Directions for this task :: Please copy the entries below word for word, leaving out any image.

****************************************

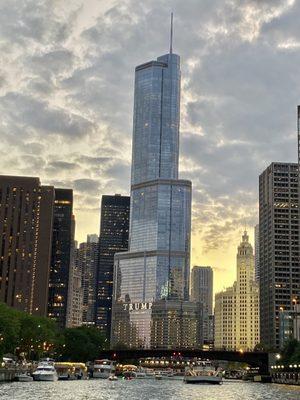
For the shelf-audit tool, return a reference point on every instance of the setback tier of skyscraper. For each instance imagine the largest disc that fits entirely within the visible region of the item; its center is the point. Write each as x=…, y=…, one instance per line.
x=114, y=228
x=156, y=267
x=279, y=272
x=87, y=262
x=61, y=256
x=237, y=308
x=202, y=292
x=26, y=231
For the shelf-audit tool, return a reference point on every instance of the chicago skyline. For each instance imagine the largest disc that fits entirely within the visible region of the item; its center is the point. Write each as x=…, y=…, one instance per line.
x=226, y=67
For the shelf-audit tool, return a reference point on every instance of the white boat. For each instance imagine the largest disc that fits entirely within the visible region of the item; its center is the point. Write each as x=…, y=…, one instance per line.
x=24, y=377
x=202, y=372
x=103, y=369
x=112, y=378
x=45, y=372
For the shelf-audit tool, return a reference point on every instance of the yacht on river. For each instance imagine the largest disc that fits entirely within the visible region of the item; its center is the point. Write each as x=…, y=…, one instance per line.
x=202, y=372
x=104, y=369
x=45, y=372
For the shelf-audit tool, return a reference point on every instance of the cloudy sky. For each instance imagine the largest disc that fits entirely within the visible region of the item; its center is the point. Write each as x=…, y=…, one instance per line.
x=66, y=99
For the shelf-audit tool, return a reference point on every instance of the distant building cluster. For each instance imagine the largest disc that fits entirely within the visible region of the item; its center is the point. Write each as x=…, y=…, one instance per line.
x=133, y=280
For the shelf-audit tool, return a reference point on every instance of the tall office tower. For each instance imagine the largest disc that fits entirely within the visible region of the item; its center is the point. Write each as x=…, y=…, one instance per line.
x=202, y=292
x=75, y=290
x=114, y=228
x=278, y=247
x=237, y=308
x=25, y=231
x=156, y=267
x=61, y=256
x=87, y=263
x=256, y=251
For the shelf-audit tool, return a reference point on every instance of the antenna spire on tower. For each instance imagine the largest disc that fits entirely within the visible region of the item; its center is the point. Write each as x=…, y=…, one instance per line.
x=171, y=34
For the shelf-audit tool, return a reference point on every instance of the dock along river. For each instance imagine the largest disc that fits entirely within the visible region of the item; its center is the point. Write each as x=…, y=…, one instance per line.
x=145, y=390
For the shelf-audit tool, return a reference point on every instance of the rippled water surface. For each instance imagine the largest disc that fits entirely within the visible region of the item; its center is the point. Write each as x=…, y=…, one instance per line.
x=145, y=390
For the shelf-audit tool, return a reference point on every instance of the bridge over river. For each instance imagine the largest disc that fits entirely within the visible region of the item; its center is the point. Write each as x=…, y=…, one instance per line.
x=257, y=359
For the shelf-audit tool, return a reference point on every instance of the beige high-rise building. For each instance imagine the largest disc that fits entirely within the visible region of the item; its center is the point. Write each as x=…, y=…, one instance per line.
x=237, y=308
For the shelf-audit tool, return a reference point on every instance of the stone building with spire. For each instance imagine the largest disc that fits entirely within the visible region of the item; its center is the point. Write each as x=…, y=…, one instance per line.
x=237, y=308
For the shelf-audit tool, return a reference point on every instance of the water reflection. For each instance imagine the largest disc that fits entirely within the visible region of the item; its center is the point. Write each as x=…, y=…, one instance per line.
x=145, y=390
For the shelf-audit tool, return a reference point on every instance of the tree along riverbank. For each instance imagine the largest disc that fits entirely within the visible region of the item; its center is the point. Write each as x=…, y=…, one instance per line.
x=28, y=337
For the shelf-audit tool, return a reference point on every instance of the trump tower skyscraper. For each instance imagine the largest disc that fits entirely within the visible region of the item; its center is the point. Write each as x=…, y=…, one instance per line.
x=156, y=266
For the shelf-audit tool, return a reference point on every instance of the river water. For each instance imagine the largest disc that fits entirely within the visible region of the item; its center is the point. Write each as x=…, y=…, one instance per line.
x=145, y=390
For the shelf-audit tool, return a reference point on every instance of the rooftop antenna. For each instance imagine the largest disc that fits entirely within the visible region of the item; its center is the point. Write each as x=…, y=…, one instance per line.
x=171, y=34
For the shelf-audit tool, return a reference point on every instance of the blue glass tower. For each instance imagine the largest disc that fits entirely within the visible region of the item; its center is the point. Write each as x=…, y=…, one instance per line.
x=156, y=267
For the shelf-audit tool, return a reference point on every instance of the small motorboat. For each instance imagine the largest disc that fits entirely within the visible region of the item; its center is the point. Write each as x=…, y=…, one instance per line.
x=24, y=377
x=202, y=372
x=45, y=372
x=112, y=378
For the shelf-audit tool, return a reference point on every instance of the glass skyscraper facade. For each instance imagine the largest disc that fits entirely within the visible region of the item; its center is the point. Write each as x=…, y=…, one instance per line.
x=156, y=267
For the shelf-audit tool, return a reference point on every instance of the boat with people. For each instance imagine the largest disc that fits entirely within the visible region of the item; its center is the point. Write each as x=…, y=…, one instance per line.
x=24, y=377
x=71, y=370
x=45, y=372
x=202, y=372
x=103, y=368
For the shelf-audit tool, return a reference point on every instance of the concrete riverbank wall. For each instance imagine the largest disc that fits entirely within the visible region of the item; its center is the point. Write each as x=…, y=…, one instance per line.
x=7, y=374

****************************************

Solved problem ::
For the shelf-audit tool, return a reference point on every instance of the setback tier of skyscraper. For each instance imagine the largest disc that fits entirely within the visible region of the item; its center is the point. Write each as x=…, y=…, one instance per line.
x=114, y=228
x=156, y=267
x=279, y=272
x=87, y=262
x=61, y=256
x=237, y=308
x=202, y=292
x=26, y=231
For the shelf-audit tool, return a reference point on every instance of the chicago skyline. For each instance imagine the largest disc that fits entirely within the visible region of the item; its center is the point. Write each as x=…, y=…, one instance per line.
x=226, y=67
For the shelf-audit tool, return a reference point on every instance of the white boat. For each instance imagine the largest disc that fits entirely within the visible region of the item; its center is the point. Write each as x=…, y=…, one instance per line.
x=24, y=377
x=202, y=372
x=103, y=369
x=112, y=378
x=45, y=372
For the shelf-audit tool, return a reference point on every instance of the yacht on river. For each instance imagine the largest disc that fits entirely within the visible region of the item; its center is the point. Write each as x=…, y=…, one instance per line.
x=202, y=372
x=104, y=369
x=45, y=372
For the shelf-audit tool, return a reference point on every instance of the cloudy sky. For each instance imagine the largest disc that fits entirely within the visible region of the item; its center is the point. Write each as x=…, y=…, one instance per line.
x=66, y=99
For the shelf-audit tool, return a reference point on every instance of the distant building cluster. For each instance imagine the largest disc that fits entirely within the visible region of the item; its center is the point. Write each as x=…, y=…, one instance per line.
x=133, y=280
For the shelf-audit tool, return a reference point on every instance of the tall office tower. For each instance imagine the largest disc that fits entirely within the visible region of the item; its center is the point. Write each as x=…, y=…, one instance per line.
x=202, y=292
x=75, y=290
x=114, y=228
x=278, y=247
x=237, y=308
x=25, y=231
x=156, y=267
x=61, y=256
x=87, y=263
x=256, y=251
For the shelf-audit tool, return a reference point on every instance of the antenna spire on tower. For each instance imagine the largest disc that fits entirely within the visible region of the item; its center is the point. Write each as x=…, y=…, one instance per line.
x=171, y=34
For the shelf-audit tool, return a reference point on every instance of the dock along river. For each instance imagine the largest disc that fits entirely within the visible region of the item; its center is the point. Write each as x=…, y=…, one instance per line.
x=145, y=390
For the shelf-audit tool, return a reference point on every instance of the rippled water surface. For each instance imagine the largest disc that fits entirely within the visible region of the item; its center is the point. Write each as x=…, y=…, one instance per line.
x=145, y=390
For the shelf-audit tool, return a reference point on every instance of the bridge over river. For each instance imagine the largest disc that fits entirely within the visible region of the item; its center is the point. Write each as x=…, y=…, one instance per line.
x=257, y=359
For the shelf-audit tool, return a reference point on every instance of the beige high-rise building. For each instance imagine the largest disc that fits entirely within the visible region of the item; its center is the point. Write each as x=…, y=…, one instance per line.
x=237, y=308
For the shelf-audit tool, return a reference point on every instance of the stone building with spire. For each instance imagine the largest disc that fits entirely within the visible region of the item; its center is the point. Write each as x=…, y=…, one instance per line.
x=237, y=308
For the shelf-audit tool, return a reference point on every instance of the water reflection. For each instance imagine the largest disc that fits entirely within the visible region of the item; its center is the point. Write each as x=…, y=…, one instance per line.
x=145, y=390
For the shelf-audit tool, return a reference point on every instance of the tree along riverbank. For each instance imagine the largest disc that fits entirely within the visible region of the item; its center is the point. Write each as x=…, y=…, one instance per line.
x=28, y=337
For the shelf-audit tool, return a reference point on every instance of the trump tower skyscraper. For each instance imagine the largest disc that fits entirely within the visible region of the item; its center is the point. Write each as x=…, y=…, one instance per line.
x=156, y=266
For the shelf-audit tool, return a reference point on every instance of the river water. For each instance imagine the largest disc that fits entirely within the visible region of the item; its center is the point. Write each as x=…, y=…, one instance per line.
x=145, y=390
For the shelf-audit tool, return a reference point on every instance of the rooftop antenna. For each instance imagine the largest disc that fits entirely within the visible region of the item; its center is the point. Write each as x=…, y=…, one instance per line.
x=171, y=34
For the shelf-audit tool, return a reference point on every instance of the blue glass tower. For each instance imagine the largest disc that fits entirely within the visible region of the item; its center is the point. Write each as x=…, y=…, one instance per line.
x=156, y=267
For the shelf-audit tool, return a reference point on every instance of the small motorboat. For each instance imagine the largest disc that fits entirely within the visible region of the item; its center is the point. Write each as x=…, y=…, one instance per line.
x=24, y=377
x=202, y=372
x=45, y=372
x=112, y=378
For the shelf-audit tool, return a reference point on every instance of the glass skyscraper facade. For each instance imagine the largest disc that fits entirely within the visible region of the item; its center is the point. Write each as x=…, y=…, one instance per line.
x=156, y=267
For the shelf-audit tool, return a reference point on every instance of the boat with people. For each instance imagine the largest disc that fits entirely within the visible region of the item; its center is the point. Write each as x=…, y=…, one instance per line.
x=24, y=377
x=71, y=370
x=45, y=372
x=202, y=372
x=103, y=368
For the shelf-audit tool, return a reference point on every instance of the concrete riverbank wall. For each instance imagine the largest disc that fits entirely within the visible region of the item; its center is the point. Write each as x=…, y=…, one instance per line.
x=7, y=374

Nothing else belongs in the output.